## start DATA EXCERPTS
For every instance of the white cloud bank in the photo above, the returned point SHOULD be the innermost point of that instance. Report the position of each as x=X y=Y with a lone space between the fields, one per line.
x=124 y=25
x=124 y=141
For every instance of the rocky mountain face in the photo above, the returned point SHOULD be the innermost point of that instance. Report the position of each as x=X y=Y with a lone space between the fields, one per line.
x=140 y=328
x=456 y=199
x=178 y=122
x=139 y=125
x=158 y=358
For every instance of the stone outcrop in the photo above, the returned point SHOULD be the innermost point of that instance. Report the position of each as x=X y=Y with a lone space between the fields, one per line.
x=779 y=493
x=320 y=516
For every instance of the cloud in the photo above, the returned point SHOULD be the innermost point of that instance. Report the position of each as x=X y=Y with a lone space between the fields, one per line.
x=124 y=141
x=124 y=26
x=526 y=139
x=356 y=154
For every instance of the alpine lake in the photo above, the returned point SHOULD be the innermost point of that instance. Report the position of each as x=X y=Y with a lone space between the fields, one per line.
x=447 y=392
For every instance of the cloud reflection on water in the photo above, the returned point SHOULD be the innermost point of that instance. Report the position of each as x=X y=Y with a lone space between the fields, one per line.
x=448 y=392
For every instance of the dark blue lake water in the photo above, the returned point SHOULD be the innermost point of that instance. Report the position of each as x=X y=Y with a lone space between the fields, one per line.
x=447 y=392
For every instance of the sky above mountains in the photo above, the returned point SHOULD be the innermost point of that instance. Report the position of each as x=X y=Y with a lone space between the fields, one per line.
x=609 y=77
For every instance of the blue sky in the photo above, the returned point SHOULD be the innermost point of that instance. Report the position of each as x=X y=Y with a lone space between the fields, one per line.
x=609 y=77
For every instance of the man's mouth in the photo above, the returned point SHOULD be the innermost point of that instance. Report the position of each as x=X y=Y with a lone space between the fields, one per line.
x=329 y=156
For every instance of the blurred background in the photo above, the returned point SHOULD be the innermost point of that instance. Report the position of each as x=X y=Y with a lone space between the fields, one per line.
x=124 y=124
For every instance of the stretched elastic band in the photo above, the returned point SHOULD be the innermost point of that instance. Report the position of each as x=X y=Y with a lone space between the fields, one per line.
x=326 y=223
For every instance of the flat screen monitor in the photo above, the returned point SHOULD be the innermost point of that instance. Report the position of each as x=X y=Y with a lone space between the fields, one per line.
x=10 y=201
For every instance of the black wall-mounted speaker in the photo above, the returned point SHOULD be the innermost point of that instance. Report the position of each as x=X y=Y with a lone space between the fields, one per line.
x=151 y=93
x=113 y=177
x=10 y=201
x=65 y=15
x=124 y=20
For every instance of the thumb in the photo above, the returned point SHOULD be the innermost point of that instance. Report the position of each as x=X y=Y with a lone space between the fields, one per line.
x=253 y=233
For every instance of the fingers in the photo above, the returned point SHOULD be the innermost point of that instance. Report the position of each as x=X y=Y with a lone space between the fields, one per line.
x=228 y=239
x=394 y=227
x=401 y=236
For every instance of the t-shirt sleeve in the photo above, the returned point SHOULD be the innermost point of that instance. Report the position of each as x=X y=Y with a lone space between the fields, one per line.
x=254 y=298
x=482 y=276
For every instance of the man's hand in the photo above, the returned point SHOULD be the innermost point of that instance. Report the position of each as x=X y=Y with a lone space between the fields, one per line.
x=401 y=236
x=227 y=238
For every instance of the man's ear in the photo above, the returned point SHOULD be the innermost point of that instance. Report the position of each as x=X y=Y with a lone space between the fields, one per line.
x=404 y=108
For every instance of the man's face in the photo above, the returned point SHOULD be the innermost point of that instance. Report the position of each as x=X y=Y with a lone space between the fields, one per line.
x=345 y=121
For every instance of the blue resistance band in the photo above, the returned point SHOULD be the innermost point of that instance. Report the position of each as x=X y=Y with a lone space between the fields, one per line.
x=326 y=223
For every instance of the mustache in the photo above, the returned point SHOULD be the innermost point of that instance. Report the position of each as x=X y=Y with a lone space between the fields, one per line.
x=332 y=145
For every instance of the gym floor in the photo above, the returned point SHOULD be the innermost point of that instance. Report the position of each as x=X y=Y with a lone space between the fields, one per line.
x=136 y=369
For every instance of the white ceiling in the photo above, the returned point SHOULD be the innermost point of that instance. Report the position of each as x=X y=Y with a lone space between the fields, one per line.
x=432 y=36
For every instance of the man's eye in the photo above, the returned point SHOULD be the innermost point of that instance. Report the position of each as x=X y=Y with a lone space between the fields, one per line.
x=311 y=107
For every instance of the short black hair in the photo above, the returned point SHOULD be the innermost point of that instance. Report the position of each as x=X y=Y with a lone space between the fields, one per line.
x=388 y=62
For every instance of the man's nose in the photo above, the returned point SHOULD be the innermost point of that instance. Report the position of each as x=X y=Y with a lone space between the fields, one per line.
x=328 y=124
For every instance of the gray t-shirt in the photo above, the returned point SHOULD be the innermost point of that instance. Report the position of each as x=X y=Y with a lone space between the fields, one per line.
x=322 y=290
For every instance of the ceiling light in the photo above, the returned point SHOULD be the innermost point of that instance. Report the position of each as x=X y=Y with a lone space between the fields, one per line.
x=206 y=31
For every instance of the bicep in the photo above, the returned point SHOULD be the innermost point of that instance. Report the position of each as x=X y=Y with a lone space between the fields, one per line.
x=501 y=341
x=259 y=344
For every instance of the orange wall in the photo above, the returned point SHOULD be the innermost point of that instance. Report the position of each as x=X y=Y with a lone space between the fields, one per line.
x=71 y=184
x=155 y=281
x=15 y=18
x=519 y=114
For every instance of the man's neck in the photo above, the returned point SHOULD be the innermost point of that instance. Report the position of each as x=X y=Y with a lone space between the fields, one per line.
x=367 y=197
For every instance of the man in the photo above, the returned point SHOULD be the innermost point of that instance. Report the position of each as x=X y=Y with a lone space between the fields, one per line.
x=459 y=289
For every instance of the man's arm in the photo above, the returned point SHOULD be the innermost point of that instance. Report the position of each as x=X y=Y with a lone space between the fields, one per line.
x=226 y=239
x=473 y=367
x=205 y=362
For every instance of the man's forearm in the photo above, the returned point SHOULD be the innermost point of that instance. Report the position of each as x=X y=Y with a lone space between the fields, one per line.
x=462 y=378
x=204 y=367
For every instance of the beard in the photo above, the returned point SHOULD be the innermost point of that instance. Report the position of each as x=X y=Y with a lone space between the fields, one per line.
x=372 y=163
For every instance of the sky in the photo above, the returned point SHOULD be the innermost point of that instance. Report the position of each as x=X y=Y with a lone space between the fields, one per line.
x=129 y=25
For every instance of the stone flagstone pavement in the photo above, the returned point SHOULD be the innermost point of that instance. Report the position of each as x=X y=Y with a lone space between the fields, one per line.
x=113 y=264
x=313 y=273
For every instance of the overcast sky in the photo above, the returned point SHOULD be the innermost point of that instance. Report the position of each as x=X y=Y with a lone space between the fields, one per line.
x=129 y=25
## end DATA EXCERPTS
> WHAT THE EXERCISE ASKS
Reproduce the entire listing above line for line, changing nothing.

> RESULT OF THIS EXERCISE
For every instance of the white cloud bank in the photo above, the returned point SHOULD be the innermost point of that instance. Report the position of each as x=X y=Y with a lone space between the fields, one per line.
x=124 y=25
x=124 y=141
For every instance of the rocky mountain face in the photo above, the returned point SHOULD be the innermost point of that instance. Report the position of each as x=X y=Y with a lone space between the fields, one per line.
x=140 y=328
x=456 y=199
x=178 y=122
x=139 y=125
x=158 y=358
For every instance of the stone outcrop in the photo above, the returned point SHOULD be the innermost point of that instance. Report the position of each as x=X y=Y with a lone space between the fields, one per line.
x=779 y=493
x=320 y=516
For every instance of the cloud in the photo above, the returned point SHOULD be the innermost point of that instance. Report the position of each as x=X y=Y with a lone space between the fields, one per line.
x=124 y=141
x=124 y=26
x=526 y=139
x=356 y=154
For every instance of the alpine lake in the photo above, the returned point SHOULD be the innermost point of that instance. Report the position of each as x=X y=Y with a lone space between the fields, one per line.
x=447 y=392
For every instance of the cloud reflection on water in the photo above, the returned point SHOULD be the innermost point of that instance. Report the position of each as x=X y=Y with a lone space between the fields, one per line.
x=448 y=392
For every instance of the dark blue lake water in the photo above, the returned point SHOULD be the innermost point of that instance. Report the position of each as x=X y=Y with a lone space between the fields, one per line.
x=447 y=392
For every instance of the sky above mountains in the photo above, the returned point SHOULD be the innermost point of that instance. Report the position of each as x=X y=Y with a lone space between the fields, one per line.
x=609 y=77
For every instance of the blue sky in the photo above, the returned point SHOULD be the innermost point of that instance. Report the position of each as x=X y=Y with a lone space between the fields, one per line.
x=609 y=77
For every instance of the man's mouth in the photo above, the returned point SHOULD be the innermost point of that instance. Report the position of each as x=X y=Y with a lone space between the fields, one per line.
x=329 y=156
For every instance of the blurred background in the photo above, the returned point SHOULD be the innermost point of that instance. Report the position of each as x=X y=Y with a lone space between the fields, one per line.
x=124 y=124
For every instance of the stretched elastic band in the photo above, the returned point SHOULD be the innermost point of that instance. Report the position of each as x=X y=Y with a lone space between the fields, one per line.
x=326 y=223
For every instance of the flat screen monitor in the photo above, the returned point SHOULD be the innermost point of that instance. Report the position of each as x=X y=Y with a lone space between the fields, one per line.
x=10 y=201
For every instance of the black wall-mounted speaker in the photo above, the returned point SHOULD be the innermost point of that instance. Report the position of each as x=X y=Y with a lone space between the fields, one per line.
x=151 y=93
x=113 y=177
x=10 y=201
x=65 y=15
x=124 y=20
For every instance of the thumb in the photo above, the returned point SHOULD be the innermost point of that instance. Report the position of each as x=X y=Y with a lone space between the fields, one per line.
x=253 y=233
For every instance of the fingers in the photo above, the returned point SHOULD be the innermost point of that instance. Report the position of each as x=X y=Y with a lone space between the fields, one per line.
x=228 y=239
x=394 y=227
x=401 y=236
For every instance of the t-shirt sleeve in the photo above, the returned point SHOULD be the innermost point of that instance. Report the position of each as x=X y=Y with a lone space between the fields, one per line.
x=254 y=298
x=482 y=276
For every instance of the man's hand in the photo above, the returned point SHOULD be the innermost point of that instance. Report the position of each as x=X y=Y with a lone space between the fields, one per line.
x=401 y=236
x=227 y=238
For every instance of the man's ear in the photo above, the returned point SHOULD be the innermost point of that instance. Report the position of each as x=X y=Y with a lone space between the fields, one per line.
x=404 y=108
For every instance of the man's face in the photo above, the returned point SHOULD be the innermost point of that instance. Report the position of each as x=X y=Y with a lone space between the fields, one per line.
x=345 y=121
For every instance of the blue resistance band in the photo above, the returned point SHOULD be the innermost point of that instance. Report the position of each as x=X y=Y with a lone space between the fields, one per line.
x=326 y=223
For every instance of the mustache in the photo above, the returned point SHOULD be the innermost point of that instance. Report the position of each as x=X y=Y with a lone space between the fields, one per line.
x=332 y=145
For every instance of the gym floor in the photo above, the returned point SHOULD be the innermost point of that instance. Report the position of each as x=X y=Y with a lone space between the fields, one per line.
x=136 y=369
For every instance of the white ceiling in the photo above, the returned point SHOULD be the innermost point of that instance. Report the position of each as x=X y=Y with a lone space between the fields, one per line.
x=432 y=36
For every instance of the man's eye in the photo above, the returned point SHOULD be the innermost point of that instance. Report the position of each as x=X y=Y with a lone space between the fields, one per line.
x=311 y=107
For every instance of the short black hair in the photo above, the returned point SHOULD be the innermost point of that instance. Report the position of each as x=X y=Y with a lone space between the fields, one per line.
x=388 y=62
For every instance of the man's nose in the photo above, the returned point SHOULD be the innermost point of that instance. Report the position of each as x=X y=Y with a lone space between the fields, one per line.
x=328 y=124
For every instance of the gray t-shirt in the photo above, the returned point SHOULD be the innermost point of that instance. Report the position of each as x=X y=Y with a lone space between the fields, one per line.
x=322 y=290
For every instance of the ceiling light in the photo above, the returned point SHOULD be the innermost point of that instance. Report the position of each as x=X y=Y with a lone space between the fields, one per line.
x=206 y=31
For every instance of the bicep in the photo above, the returned point SHOULD be the innermost point of that instance. Report the position of each as x=X y=Y with a lone space between the fields, one per line.
x=501 y=341
x=259 y=344
For every instance of the orange wall in the photo above, the returned point SHOULD be the innermost point of that instance. Report the position of each as x=X y=Y with a lone space between the fields, one per line.
x=71 y=184
x=155 y=281
x=15 y=18
x=519 y=114
For every instance of the man's neck in the photo above, the returned point SHOULD be the innermost point of that instance. Report the position of each as x=X y=Y with a lone space between the fields, one per line.
x=367 y=197
For every instance of the man in the photo above, the returned point SHOULD be the innermost point of that instance. Report the position of each as x=X y=Y with a lone space between the fields, one per line.
x=459 y=289
For every instance of the man's arm in the photo above, the returned point SHOULD be the innermost point of that instance. Report the position of each as x=X y=Y with a lone space between the fields, one per line.
x=226 y=239
x=473 y=367
x=205 y=362
For every instance of the man's forearm in the photo above, the returned point SHOULD be the innermost point of that instance. Report the position of each as x=X y=Y with a lone space between the fields, one per line.
x=462 y=378
x=204 y=367
For every instance of the beard in the photo above, the returned point SHOULD be the innermost point of that instance. Report the position of each as x=X y=Y with a lone space between the fields, one per line.
x=372 y=163
For every instance of the sky in the photo above, the returned point SHOULD be the innermost point of that instance. Report the position of each as x=X y=Y with a lone space between the fields, one per line.
x=129 y=25
For every instance of the stone flagstone pavement in the photo above, the returned point SHOULD be the innermost point of that instance. Report the position of each as x=X y=Y with a lone space between the fields, one per line.
x=113 y=264
x=313 y=273
For every instance of the overcast sky in the photo above, the returned point SHOULD be the innermost point of that instance. Report the position of each as x=X y=Y with a lone space between the fields, one per line.
x=129 y=25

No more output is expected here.